=== DOCUMENT ===
####################
Exercise: Open the README.md for chapter 1 episode 1. Now open the Markdown Viewer window to see the formatted instructions. Alternatively, open the same file from the github web interface.

Working on Exercises

As you follow each episode's lesson and exercises, you are expected to add your own work under the /workspace directory. This directory would mirror the /deb directory. Therefore, it's best to structure this directory just like the /deb directory by creating chapters and episode subdirectories. For example all your work for chapter 1 episode 1 would be in a directory like: workspace/ch01_intro/ep1/.

Copy files from the /deb folder into your /workspace as needed.

NOTE: It's best that you keep the /deb directory as-is. That way you can restart your work from scratch by copying files into your /workspace directory at any time.

NOTE: You are expected to always work with virtualenvs (venv) while working on your lessons, exercises, and projects. Follow the section below on Working with VirtualEnvs.
####################
(Point-based annotation data)
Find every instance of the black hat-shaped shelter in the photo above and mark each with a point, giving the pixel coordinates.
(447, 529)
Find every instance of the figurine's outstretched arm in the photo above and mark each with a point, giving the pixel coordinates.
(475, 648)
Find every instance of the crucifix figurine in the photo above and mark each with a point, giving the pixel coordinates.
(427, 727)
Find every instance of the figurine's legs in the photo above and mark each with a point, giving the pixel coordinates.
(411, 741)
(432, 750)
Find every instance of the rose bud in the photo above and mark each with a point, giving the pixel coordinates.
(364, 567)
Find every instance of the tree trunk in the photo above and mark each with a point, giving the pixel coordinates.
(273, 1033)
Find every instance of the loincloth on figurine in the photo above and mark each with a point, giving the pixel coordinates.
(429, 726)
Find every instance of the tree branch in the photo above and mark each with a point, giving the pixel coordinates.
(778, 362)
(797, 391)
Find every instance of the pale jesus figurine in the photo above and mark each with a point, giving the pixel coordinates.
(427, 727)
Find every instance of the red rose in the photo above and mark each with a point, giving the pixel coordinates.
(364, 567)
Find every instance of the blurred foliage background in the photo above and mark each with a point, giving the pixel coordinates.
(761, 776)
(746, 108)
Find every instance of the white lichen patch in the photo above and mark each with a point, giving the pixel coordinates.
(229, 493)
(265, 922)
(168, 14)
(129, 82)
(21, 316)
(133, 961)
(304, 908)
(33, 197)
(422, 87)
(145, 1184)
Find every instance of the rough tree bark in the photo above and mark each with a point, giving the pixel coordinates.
####################
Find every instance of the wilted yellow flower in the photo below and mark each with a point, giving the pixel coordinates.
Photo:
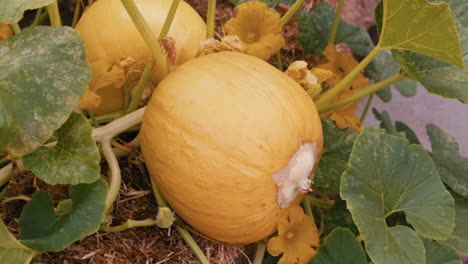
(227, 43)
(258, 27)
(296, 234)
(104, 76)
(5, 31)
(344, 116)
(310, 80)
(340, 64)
####################
=== GOALS ===
1. Using the instructions on working with exercises, decide whether each statement agrees with them. Answer yes or no for each, and quote the words of the instructions that decide it. (a) Work for chapter 1 episode 1 belongs in a directory like workspace/ch01_intro/ep1/. (b) Learners are advised to make their changes directly in the /deb directory. (c) Using virtualenvs is left up to the learner.
2. Carry on the instructions on working with exercises from their last sentence.

=== OUTPUTS ===
1.
(a) Yes: "For example all your work for chapter 1 episode 1 would be in a directory like: workspace/ch01_intro/ep1/."
(b) No: "It's best that you keep the /deb directory as-is."
(c) No: "You are expected to always work with virtualenvs (venv) while working on your lessons, exercises, and projects."

2.
Working with VirtualEnvs

You are expected to always work with virtualenvs (venv) while working on your lessons, exercises, and projects. A venv is a separate virtual Python environment that can be activated or deactivated. evnvs allow you to install 3rd party python packages without having to install them on your system python install which can cause issues when you're working on multiple exercises or projects. Python 3rd party packages are install via the Python's main package manager called: pip (Pip Installs Packages). Python pip packages are stored and maintained by PyPi.org.

Never pip install packages on your system Python install.

Each lesson has its own requirement.txt file with the exact list of pip packages used by the episode. A requirements.txt is a text file that includes list of pip packages (and their exact versions) required by your Python program. This list is used by pip to fetch and install packages from PyPi.org.

Real Python has a great tutorial on virtualenvs if you like to learn more about this Python feature. We recommend that you get very comfortable with them; you're going to use them all the time!

NOTE: You are NOT required to do this now! Just get familiar with using virtualenvs.

The example below shows creating and using a venv for chapter 1 episode 1. Follow these instructions for any episode requiring a venv:

Copy files and change into your episode's directory:

# copy chapter 1 episode 1 files 
cp -r deb/ch01_intro/ep1 workspace/

# change into workspace dir
cd workspace/deb/ch01_intro/ep1/

Create a virtualenv and activate it:

python3.7 -m venv venv
source venv/bin/activate

Make sure your prompt shows (venv) > indicating that your venv is activated.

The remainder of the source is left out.